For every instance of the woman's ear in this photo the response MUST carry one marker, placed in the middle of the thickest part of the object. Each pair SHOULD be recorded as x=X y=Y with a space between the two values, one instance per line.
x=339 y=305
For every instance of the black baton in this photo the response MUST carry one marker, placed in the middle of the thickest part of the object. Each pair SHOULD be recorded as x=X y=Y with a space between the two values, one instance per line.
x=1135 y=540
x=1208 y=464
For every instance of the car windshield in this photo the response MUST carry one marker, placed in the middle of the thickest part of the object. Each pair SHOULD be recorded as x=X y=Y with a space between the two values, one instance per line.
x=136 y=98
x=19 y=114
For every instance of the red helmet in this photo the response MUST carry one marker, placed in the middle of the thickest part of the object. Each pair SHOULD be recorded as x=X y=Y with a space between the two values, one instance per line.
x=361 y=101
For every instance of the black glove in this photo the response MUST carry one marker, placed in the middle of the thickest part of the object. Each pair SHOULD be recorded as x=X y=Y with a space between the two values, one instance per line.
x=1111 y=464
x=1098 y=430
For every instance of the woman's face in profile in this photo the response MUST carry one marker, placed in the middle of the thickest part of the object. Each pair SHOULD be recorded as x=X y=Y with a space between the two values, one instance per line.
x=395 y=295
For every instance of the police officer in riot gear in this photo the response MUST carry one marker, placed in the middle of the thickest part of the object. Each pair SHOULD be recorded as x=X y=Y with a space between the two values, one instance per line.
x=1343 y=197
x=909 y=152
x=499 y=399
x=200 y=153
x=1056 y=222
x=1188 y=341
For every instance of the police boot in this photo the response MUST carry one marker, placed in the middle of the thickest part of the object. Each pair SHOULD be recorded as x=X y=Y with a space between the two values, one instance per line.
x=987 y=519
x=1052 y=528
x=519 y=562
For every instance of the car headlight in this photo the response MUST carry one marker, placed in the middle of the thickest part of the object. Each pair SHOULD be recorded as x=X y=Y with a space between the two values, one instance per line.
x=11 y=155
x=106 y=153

→ WORK INSTRUCTION
Repeat every line of the data verbatim.

→ RESULT
For every instance of the woman's ear in this photo the response MUST carry one marker, placed in the middle of the thickest part of the object. Each pair SHOULD be recorded as x=X y=Y with a space between the two values, one instance per line.
x=339 y=305
For every instance of the black baton in this photo the response MUST carry one marker, placed in the middle of the thickest part of the object. Each pair SHOULD be recorded as x=X y=Y with a space between the two values, one instance per line.
x=1135 y=540
x=1208 y=464
For every instance of the car windshield in this photo the response MUST carry one marker, placed in the middle of the thickest part of the object. Each pair SHOULD be recorded as x=X y=Y with a space between the two values, one instance per line.
x=136 y=98
x=19 y=114
For every instance of the red helmet in this photo the response MUST carry one marker, placed in the middle of the thickest part of the object. Each pair SHOULD be recorded as x=X y=Y with a space between the two values, one instance per line.
x=361 y=101
For every instance of the black glove in this photo the response MUST carry one marker, placed in the middle of the thickest part of the object. Each pair SHOULD be recorded as x=X y=Y with a space between the two values, one instance per line.
x=1111 y=464
x=1098 y=430
For every instance of the woman's face in profile in this photo the response MUST carry one marker, placed in the middle of the thickest part of the object. Each pair SHOULD be recorded as x=X y=Y with a space between the two values, one instance per line.
x=395 y=295
For every instance of the police officer in riot gear in this photo the response MUST carry one marker, placed in the middle of the thickest part of the object. Each pair SHOULD be recorded as x=X y=Y with a space between the two values, one instance per line.
x=1343 y=197
x=909 y=152
x=499 y=399
x=200 y=153
x=1056 y=222
x=1188 y=341
For every instance of the police boot in this photo the response MUST carry one marker, placed in the middle of the thickest part of the object. Each pair SHOULD be recorded as x=X y=Y with a space between the two values, one instance per line.
x=987 y=519
x=1052 y=528
x=519 y=562
For every instance of the car headlight in this photo the response MUST carry one marker, placed in the middle of the thickest part of the object. Each pair SHOULD be recorded as x=X y=Y with a space between the two values, one instance per line.
x=11 y=155
x=106 y=153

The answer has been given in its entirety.